What needs to be done: Output the material below unchanged, apart from leaving out the pictures.

Provided records:

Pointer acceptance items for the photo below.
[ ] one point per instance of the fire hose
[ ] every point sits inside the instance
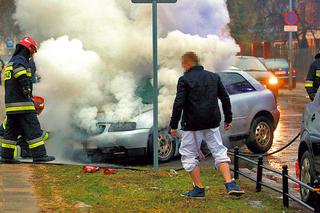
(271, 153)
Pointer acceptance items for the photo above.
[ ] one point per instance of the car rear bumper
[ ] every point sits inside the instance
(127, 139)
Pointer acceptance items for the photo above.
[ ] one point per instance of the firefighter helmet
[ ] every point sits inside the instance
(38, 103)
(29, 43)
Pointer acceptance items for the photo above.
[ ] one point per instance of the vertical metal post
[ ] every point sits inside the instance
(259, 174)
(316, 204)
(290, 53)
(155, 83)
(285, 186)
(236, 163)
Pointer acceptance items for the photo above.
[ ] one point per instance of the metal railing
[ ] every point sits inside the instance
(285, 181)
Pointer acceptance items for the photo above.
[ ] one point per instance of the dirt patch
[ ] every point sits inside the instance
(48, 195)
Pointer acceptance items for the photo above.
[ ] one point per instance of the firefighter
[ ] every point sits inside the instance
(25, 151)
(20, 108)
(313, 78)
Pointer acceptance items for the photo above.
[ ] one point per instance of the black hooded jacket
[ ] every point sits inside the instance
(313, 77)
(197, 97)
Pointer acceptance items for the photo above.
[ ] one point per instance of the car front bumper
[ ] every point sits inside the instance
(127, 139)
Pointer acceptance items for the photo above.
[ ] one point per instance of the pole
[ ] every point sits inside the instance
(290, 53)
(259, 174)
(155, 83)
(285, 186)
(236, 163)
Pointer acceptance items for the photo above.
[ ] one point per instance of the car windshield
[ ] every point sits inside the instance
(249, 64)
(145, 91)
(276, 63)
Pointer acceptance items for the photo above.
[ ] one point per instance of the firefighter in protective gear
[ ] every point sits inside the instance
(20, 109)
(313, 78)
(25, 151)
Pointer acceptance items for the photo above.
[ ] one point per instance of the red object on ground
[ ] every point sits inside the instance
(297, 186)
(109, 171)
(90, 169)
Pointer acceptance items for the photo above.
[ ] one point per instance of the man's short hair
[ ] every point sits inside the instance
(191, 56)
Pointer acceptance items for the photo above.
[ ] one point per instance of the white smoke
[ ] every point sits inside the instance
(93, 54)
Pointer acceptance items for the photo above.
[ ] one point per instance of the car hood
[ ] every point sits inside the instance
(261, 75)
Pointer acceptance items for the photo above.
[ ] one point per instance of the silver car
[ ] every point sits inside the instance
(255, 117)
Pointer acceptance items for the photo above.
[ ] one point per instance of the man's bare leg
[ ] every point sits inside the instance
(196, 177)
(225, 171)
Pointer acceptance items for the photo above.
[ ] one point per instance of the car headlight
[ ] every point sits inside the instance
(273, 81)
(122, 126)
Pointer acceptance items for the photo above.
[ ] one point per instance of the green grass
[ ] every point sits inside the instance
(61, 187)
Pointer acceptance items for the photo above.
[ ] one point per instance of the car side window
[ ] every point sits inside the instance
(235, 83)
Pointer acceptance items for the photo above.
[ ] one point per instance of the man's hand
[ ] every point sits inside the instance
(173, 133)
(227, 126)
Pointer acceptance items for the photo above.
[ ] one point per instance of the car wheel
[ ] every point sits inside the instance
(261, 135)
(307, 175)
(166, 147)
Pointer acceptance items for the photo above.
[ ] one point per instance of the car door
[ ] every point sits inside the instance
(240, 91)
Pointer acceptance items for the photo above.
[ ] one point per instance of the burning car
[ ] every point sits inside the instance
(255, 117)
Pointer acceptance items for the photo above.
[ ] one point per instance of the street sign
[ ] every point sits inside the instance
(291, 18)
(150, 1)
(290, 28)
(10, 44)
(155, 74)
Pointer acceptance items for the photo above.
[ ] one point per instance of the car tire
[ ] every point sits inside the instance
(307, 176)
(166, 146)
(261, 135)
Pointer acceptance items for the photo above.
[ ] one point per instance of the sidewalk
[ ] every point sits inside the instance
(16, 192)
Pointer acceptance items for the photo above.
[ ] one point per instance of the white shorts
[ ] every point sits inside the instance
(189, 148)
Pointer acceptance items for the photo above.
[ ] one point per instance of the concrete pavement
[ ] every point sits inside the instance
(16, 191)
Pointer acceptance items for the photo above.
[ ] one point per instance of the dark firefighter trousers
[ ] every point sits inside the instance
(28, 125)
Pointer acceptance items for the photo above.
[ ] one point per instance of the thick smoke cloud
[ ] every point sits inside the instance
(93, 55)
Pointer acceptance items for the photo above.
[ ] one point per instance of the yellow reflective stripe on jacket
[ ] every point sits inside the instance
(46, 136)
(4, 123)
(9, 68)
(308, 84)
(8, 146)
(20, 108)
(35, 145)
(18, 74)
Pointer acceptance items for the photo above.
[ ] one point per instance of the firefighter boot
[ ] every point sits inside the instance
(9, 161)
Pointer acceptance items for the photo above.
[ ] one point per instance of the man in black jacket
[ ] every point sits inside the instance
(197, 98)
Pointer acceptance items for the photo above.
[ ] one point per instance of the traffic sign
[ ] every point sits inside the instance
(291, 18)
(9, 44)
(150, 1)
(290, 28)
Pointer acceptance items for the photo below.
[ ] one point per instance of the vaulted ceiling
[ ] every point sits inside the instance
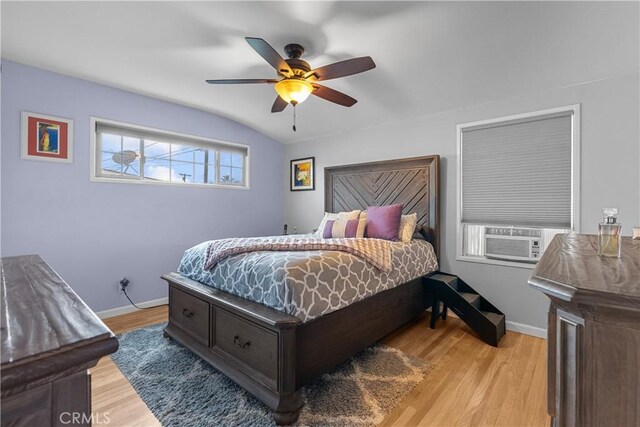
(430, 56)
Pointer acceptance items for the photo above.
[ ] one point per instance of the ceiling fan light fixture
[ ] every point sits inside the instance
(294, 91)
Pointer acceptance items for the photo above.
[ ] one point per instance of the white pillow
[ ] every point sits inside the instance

Response to this exercise:
Pointer acceptance items for the photo below.
[ ] one point per instance of the fire hose
[ ] every point sits inside the instance
(271, 153)
Pointer acceptance items for the photo above.
[ ] one point per instance of the car rear bumper
[ ] every point sits inside the instance
(127, 139)
Pointer acceptance items for the photo above.
[ ] one point per instance of the firefighter helmet
[ ] every point sits inside the instance
(38, 103)
(29, 43)
Pointer acceptance items for the photo above.
[ ] one point per instance of the vertical metal post
[ ] every point sits inside the instance
(259, 174)
(316, 204)
(290, 53)
(155, 83)
(285, 186)
(236, 163)
Pointer acceptance items for the photo above.
[ ] one point per instance of the metal railing
[ ] every point sits inside the instance
(285, 181)
Pointer acceptance items for the photo above.
[ ] one point per instance of the dirt patch
[ ] every point sits inside the instance
(48, 195)
Pointer acceptance items for the photo above.
[ ] one point per instance of the firefighter
[ ] every point sits inside the instance
(25, 151)
(20, 108)
(313, 78)
Pointer acceptance items for the photo above.
[ ] one point per instance of the black hooded jacket
[ ] every point sits inside the instance
(313, 77)
(197, 97)
Pointer acceptance items for the photo above.
[ ] one point per instance of the car front bumper
[ ] every point sits inside the instance
(127, 139)
Pointer acceptance items for the photo above.
[ ] one point per instance of the pole
[ ] every point sits inside the instance
(290, 53)
(259, 174)
(155, 83)
(285, 186)
(236, 163)
Pointer acceptance items for the photo above.
[ ] one point per instance of the car windshield
[ ] every point sits inside the instance
(249, 64)
(145, 91)
(276, 63)
Pointer acceptance items for the photo above.
[ ] one point per instance of the firefighter in protective gear
[ ] every point sits inside the instance
(20, 109)
(313, 78)
(25, 151)
Pointer acceptance items for the photo above.
[ ] one point per instance of the red object on ground
[ ] every point sits inside the instance
(297, 186)
(109, 171)
(90, 169)
Pointer acceptance items for the photo above.
[ ] one point per instance of the man's short hair
[ ] every point sits inside the instance
(191, 56)
Pointer acceptance items for the photo above.
[ ] one point per instance of the white smoke
[ ] every point sits inside the instance
(93, 54)
Pointer acceptance items for the photo above.
[ ] one point per instance of the car hood
[ ] every point sits inside the instance
(261, 75)
Pointer acceptance items for the photo above.
[ ] one point per instance of the silver car
[ ] every point sits inside the instance
(255, 117)
Pointer acceptance items for the photo above.
[ ] one point per instance of the man's bare leg
[ ] every point sits inside the instance
(196, 177)
(225, 171)
Pointer acceptance items for the photo above.
[ ] one point per instance of the car headlight
[ ] every point sits inside the instance
(273, 81)
(122, 126)
Pointer acceptance items for the photo above.
[ ] one point per instance of the green grass
[ ] every point sits inside the instance
(61, 187)
Pointer acceptance items for the photo above.
[ ] one point per instance of the car side window
[ ] every point sits inside the instance
(235, 83)
Pointer acceptance items for the photo above.
[ ] one point per instance of the man's hand
[ ] every point sits inside the instance
(173, 133)
(227, 126)
Pointer acceptance items for the photo above.
[ ] one point per instance of the car wheel
[ ] every point sits inside the instance
(261, 135)
(307, 175)
(166, 147)
Pointer acceptance items for the photo above.
[ ] one point per instance of the car door
[ ] every point sits inside the instance
(240, 91)
Pointer acceptance items for the photo above.
[ ] one point per instance of the burning car
[ ] every point sits inside the instance
(255, 117)
Pointer acceptance items for the photo above.
[ ] one point per instance of the street sign
[ ] every point sits inside the instance
(291, 18)
(150, 1)
(290, 28)
(10, 44)
(155, 74)
Pointer acceptance items for the photo above.
[ ] one point per instance of the car tire
[ ] every point sits inside the instance
(307, 176)
(166, 146)
(261, 135)
Pointer acceptance items for the photo above.
[ ] one point per instance of the sidewalk
[ ] every point sits inside the instance
(16, 192)
Pointer acceptance items for the photo above.
[ ] one point per instance of the white shorts
[ ] every point sits inside the instance
(189, 148)
Pointer acceptance items for the photo above.
[ ] one point per instance of the concrete pavement
[ ] every point sits inside the instance
(16, 191)
Pointer acceptance items for the photo above.
[ ] one point per instance of the dark firefighter trousers
[ ] every point sits inside the instance
(28, 125)
Pointer acceptance items for the photo above.
[ ] one point per instance of the thick smoke cloud
[ ] every point sits inside the instance
(93, 55)
Pointer acceptance items for the photo above.
[ ] one point per instance of the yellow reflective stripe on jacket
[ ] every point sits inside the instance
(46, 136)
(4, 123)
(9, 68)
(308, 84)
(8, 146)
(20, 108)
(35, 145)
(18, 74)
Pointer acceptance items for the photo above.
[ ] one point per instance of the firefighter boot
[ ] every point sits inside the instance
(9, 161)
Pointer acceptance items for the photo above.
[ ] one point per instance of the man in black jacket
[ ] every point sits inside the instance
(197, 98)
Pointer acceptance items for the photo above.
[ ] one point per instance of the traffic sign
[ ] every point sits inside the instance
(291, 18)
(9, 44)
(150, 1)
(290, 28)
Pointer acceptance items for the photo below.
[ ] one point per instance of the vaulted ceiling
[ ] every point sits inside the instance
(430, 56)
Pointer acceptance items for the photo above.
[ ] one point per instance of the ceiling fan light fixture
[ ] every point sits inside the instance
(294, 91)
Pointer acceptance items for the photo above.
[ ] one point per instance of the white pillow
[ ] every point sits inside the instance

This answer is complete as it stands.